## AIM
Please collect every line of the material below that contains the word "surface".

(Records drawn from a dataset)
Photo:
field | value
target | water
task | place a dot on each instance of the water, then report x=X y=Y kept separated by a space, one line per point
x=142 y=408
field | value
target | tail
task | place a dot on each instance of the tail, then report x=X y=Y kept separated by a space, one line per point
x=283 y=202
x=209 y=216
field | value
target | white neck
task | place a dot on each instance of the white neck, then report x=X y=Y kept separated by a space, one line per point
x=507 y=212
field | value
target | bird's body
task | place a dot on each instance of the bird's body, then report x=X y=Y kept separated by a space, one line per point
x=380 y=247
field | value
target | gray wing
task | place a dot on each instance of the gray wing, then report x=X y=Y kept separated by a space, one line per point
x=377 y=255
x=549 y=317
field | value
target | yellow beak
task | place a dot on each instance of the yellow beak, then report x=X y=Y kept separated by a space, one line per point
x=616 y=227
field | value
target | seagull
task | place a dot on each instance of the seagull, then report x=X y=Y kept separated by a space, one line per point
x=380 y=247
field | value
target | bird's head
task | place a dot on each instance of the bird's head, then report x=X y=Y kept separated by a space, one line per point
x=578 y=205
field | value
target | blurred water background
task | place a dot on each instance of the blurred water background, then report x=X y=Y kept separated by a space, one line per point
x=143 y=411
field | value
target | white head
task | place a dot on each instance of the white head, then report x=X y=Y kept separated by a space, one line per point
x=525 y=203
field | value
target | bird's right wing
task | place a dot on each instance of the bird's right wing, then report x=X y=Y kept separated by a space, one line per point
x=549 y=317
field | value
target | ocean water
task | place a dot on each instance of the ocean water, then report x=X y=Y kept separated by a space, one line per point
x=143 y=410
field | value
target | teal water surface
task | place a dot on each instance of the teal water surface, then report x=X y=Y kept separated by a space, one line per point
==
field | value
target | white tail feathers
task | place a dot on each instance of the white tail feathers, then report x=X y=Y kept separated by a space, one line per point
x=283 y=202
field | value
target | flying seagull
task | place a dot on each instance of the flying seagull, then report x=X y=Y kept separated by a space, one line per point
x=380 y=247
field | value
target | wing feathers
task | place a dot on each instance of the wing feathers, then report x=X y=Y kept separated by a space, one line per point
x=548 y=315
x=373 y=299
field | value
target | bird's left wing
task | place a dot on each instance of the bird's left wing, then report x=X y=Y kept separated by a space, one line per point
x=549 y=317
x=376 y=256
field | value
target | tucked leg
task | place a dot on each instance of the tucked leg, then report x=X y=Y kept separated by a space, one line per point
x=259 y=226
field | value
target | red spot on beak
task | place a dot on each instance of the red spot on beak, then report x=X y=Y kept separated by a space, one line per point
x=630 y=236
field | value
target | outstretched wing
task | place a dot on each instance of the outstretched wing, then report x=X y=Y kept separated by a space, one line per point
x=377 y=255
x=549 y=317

## EXPECTED ANSWER
target | teal water surface
task | place a dot on each instance of the teal water surface, then report x=X y=Y kept separated by a space, one line per point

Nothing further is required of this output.